Records supplied:
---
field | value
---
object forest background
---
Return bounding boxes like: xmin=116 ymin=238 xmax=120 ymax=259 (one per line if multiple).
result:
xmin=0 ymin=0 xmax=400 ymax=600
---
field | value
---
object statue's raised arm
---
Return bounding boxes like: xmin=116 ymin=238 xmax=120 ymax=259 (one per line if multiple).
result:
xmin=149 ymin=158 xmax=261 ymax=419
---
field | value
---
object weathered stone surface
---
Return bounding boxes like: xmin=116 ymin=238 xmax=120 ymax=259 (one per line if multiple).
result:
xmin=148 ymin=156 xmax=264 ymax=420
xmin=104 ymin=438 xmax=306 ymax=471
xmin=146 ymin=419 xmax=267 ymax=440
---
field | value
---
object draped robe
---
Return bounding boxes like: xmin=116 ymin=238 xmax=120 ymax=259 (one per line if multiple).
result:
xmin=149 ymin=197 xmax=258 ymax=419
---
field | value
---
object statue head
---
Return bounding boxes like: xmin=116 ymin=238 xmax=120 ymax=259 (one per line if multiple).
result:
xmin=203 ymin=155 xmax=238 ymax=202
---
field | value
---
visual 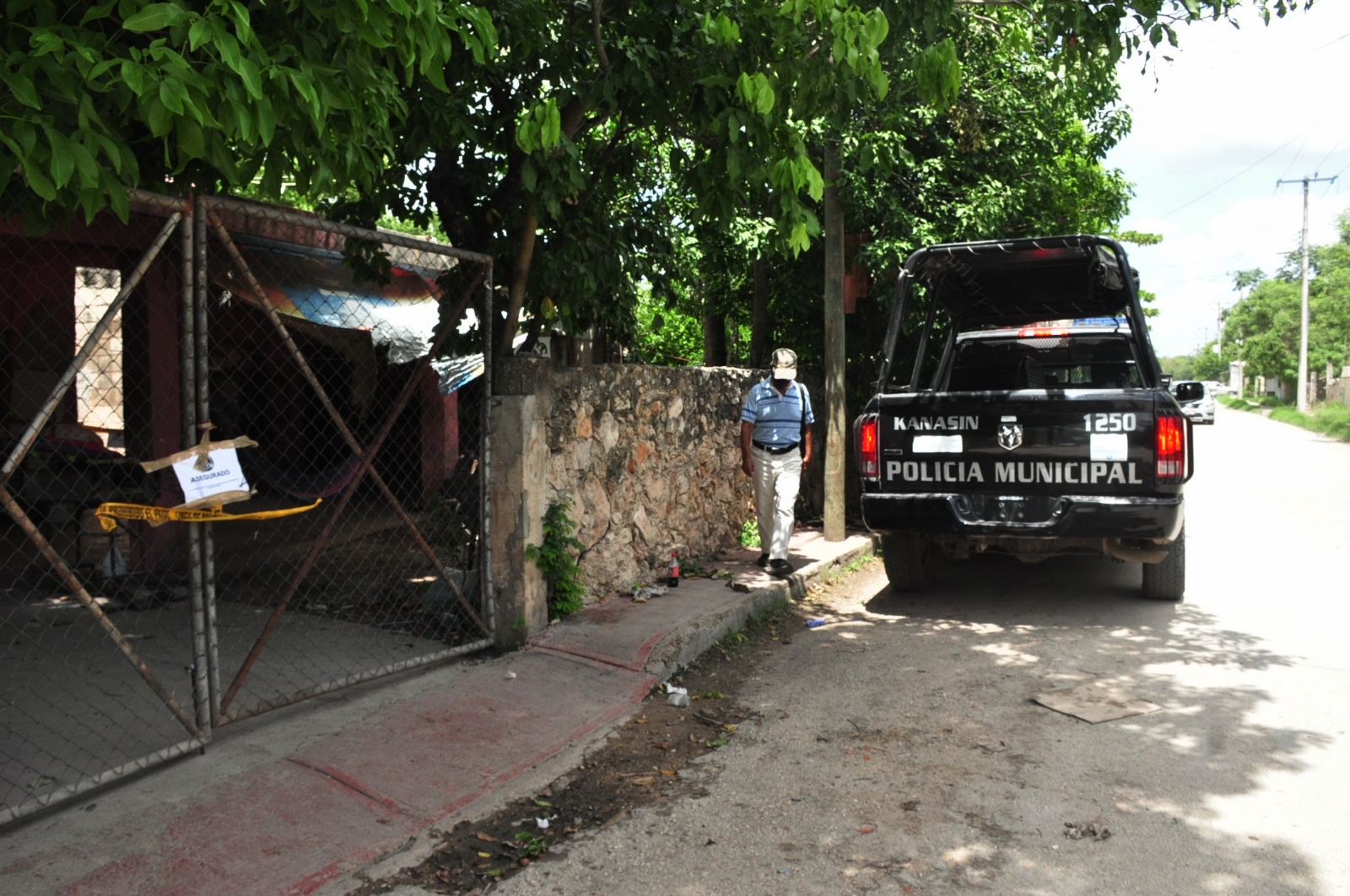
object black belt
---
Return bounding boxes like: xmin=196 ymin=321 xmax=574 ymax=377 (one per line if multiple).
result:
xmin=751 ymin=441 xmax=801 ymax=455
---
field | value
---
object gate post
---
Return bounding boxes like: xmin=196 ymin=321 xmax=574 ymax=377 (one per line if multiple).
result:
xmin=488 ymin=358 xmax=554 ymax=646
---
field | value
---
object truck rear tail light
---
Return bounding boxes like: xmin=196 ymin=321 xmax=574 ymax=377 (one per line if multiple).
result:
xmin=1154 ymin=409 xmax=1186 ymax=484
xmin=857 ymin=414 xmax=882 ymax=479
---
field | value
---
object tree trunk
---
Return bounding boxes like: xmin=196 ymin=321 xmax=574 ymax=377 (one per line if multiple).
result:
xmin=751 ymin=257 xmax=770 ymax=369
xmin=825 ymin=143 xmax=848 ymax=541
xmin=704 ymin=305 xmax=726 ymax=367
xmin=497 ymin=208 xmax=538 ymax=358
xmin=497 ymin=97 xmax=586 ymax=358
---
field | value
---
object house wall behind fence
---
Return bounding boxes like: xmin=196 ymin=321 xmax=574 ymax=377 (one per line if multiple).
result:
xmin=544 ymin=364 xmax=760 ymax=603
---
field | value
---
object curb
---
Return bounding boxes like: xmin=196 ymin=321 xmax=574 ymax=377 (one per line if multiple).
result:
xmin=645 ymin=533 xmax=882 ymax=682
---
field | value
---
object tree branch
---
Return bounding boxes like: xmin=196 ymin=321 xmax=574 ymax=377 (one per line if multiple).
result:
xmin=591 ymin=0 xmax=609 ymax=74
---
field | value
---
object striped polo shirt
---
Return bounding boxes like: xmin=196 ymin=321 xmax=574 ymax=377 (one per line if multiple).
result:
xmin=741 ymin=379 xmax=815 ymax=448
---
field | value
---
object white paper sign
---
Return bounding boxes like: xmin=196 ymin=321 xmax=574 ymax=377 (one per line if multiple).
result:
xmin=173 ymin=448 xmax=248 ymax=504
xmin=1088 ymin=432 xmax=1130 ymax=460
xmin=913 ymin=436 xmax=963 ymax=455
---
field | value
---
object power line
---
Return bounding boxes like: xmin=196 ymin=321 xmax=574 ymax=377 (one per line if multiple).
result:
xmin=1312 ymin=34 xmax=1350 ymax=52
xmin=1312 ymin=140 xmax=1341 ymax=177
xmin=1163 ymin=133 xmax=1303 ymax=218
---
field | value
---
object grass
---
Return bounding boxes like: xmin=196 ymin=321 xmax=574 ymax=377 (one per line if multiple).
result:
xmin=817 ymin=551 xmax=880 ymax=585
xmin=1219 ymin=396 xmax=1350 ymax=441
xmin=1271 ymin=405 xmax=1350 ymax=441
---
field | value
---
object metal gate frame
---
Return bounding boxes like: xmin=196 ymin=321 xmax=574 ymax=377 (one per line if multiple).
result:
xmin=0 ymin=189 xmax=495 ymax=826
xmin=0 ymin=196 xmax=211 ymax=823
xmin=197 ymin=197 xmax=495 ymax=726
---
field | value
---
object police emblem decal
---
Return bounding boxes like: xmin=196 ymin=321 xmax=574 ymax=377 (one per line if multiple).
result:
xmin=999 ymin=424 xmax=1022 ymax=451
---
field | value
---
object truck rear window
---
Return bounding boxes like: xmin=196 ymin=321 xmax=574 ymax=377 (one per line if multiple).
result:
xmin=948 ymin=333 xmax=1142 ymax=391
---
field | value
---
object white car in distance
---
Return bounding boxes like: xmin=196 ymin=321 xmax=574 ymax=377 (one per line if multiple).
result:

Request:
Set down the records in full and exactly. Do not carry over any image.

Task result:
---
field | value
---
object forest background
---
Return bounding boxes like: xmin=116 ymin=238 xmax=120 ymax=259 (one per line if multiple).
result:
xmin=0 ymin=0 xmax=400 ymax=600
---
field | value
---
object statue's raised arm
---
Return bounding boxes like: xmin=116 ymin=238 xmax=120 ymax=259 (one per line if multiple).
result:
xmin=149 ymin=158 xmax=261 ymax=419
---
field | value
---
object weathered stone surface
---
Return bounding boxes like: xmin=116 ymin=238 xmax=120 ymax=259 (one per line if multiple).
result:
xmin=148 ymin=156 xmax=264 ymax=420
xmin=104 ymin=438 xmax=306 ymax=471
xmin=146 ymin=419 xmax=267 ymax=440
---
field | value
---
object draped robe
---
Return bounding boxes like: xmin=116 ymin=238 xmax=120 ymax=259 (one per line if multiple).
result:
xmin=149 ymin=197 xmax=258 ymax=419
---
field | value
---
object statue head
---
Return bounding boxes like: xmin=116 ymin=238 xmax=120 ymax=259 (one per line if multiple).
result:
xmin=203 ymin=155 xmax=238 ymax=202
---
field | value
---
visual 
object black belt
---
Return bounding boxes like: xmin=196 ymin=321 xmax=574 ymax=377 (one per line if multiple).
result:
xmin=751 ymin=441 xmax=801 ymax=455
---
field | value
---
object gate post
---
Return bounding boxes like: xmin=196 ymin=321 xmax=574 ymax=377 (one per line if multiple).
result:
xmin=488 ymin=358 xmax=554 ymax=646
---
field | value
---
object truck rear tail light
---
Return bounding boxes like: xmin=196 ymin=321 xmax=574 ymax=377 (one per line if multiple).
result:
xmin=1154 ymin=409 xmax=1186 ymax=484
xmin=857 ymin=414 xmax=882 ymax=479
---
field | value
---
object tree trunk
---
Return bounding boxes like: xmin=196 ymin=321 xmax=574 ymax=377 (one per line if multiple).
result:
xmin=751 ymin=257 xmax=770 ymax=369
xmin=825 ymin=143 xmax=848 ymax=541
xmin=704 ymin=305 xmax=726 ymax=367
xmin=497 ymin=208 xmax=538 ymax=358
xmin=497 ymin=97 xmax=586 ymax=358
---
field | value
---
object house wall behind fence
---
Return bounding boxes like: xmin=196 ymin=321 xmax=574 ymax=377 (one per line if multiple).
result:
xmin=544 ymin=364 xmax=760 ymax=603
---
field | value
---
object curb
---
Return bounding boxes like: xmin=196 ymin=321 xmax=574 ymax=377 (one per line if multiple).
result:
xmin=645 ymin=533 xmax=882 ymax=682
---
field | value
---
object tree branch
---
Return bounding boxes like: xmin=196 ymin=321 xmax=574 ymax=377 (one per line if multiple).
result:
xmin=591 ymin=0 xmax=609 ymax=74
---
field | value
---
object striped polo shirt
---
Return bounding boxes like: xmin=196 ymin=321 xmax=574 ymax=377 (one per line if multiple).
result:
xmin=741 ymin=379 xmax=815 ymax=448
---
field | value
---
object white paper sign
---
Return bounding boxes like: xmin=196 ymin=321 xmax=574 ymax=377 (one per line if multiple).
result:
xmin=173 ymin=448 xmax=248 ymax=504
xmin=1088 ymin=432 xmax=1130 ymax=460
xmin=913 ymin=436 xmax=963 ymax=455
---
field | value
---
object power line
---
Return bounding boxes like: xmin=196 ymin=321 xmax=574 ymax=377 (one per line if multiple).
result:
xmin=1312 ymin=34 xmax=1350 ymax=52
xmin=1312 ymin=140 xmax=1341 ymax=177
xmin=1163 ymin=133 xmax=1303 ymax=218
---
field | value
---
object grass
---
Return bounding boxes like: xmin=196 ymin=321 xmax=574 ymax=377 (one per line if multiple).
result:
xmin=817 ymin=551 xmax=880 ymax=585
xmin=1219 ymin=396 xmax=1350 ymax=441
xmin=1271 ymin=405 xmax=1350 ymax=441
---
field | value
---
object metal gate frame
---
Return bounding boxes like: xmin=196 ymin=321 xmax=574 ymax=377 (one per line if multiple).
result:
xmin=0 ymin=189 xmax=495 ymax=826
xmin=0 ymin=196 xmax=211 ymax=823
xmin=197 ymin=197 xmax=495 ymax=726
---
field | value
---
object police emblem decal
---
Return bounding boxes like: xmin=196 ymin=321 xmax=574 ymax=377 (one per line if multiple).
result:
xmin=999 ymin=424 xmax=1022 ymax=451
---
field | value
---
object truck rear window
---
Return bounding boxes like: xmin=196 ymin=321 xmax=574 ymax=377 (one per line if multiple).
result:
xmin=948 ymin=333 xmax=1142 ymax=391
---
field | value
---
object white car in distance
---
Return bounding boxes like: xmin=196 ymin=321 xmax=574 ymax=377 (one per line if multiple).
result:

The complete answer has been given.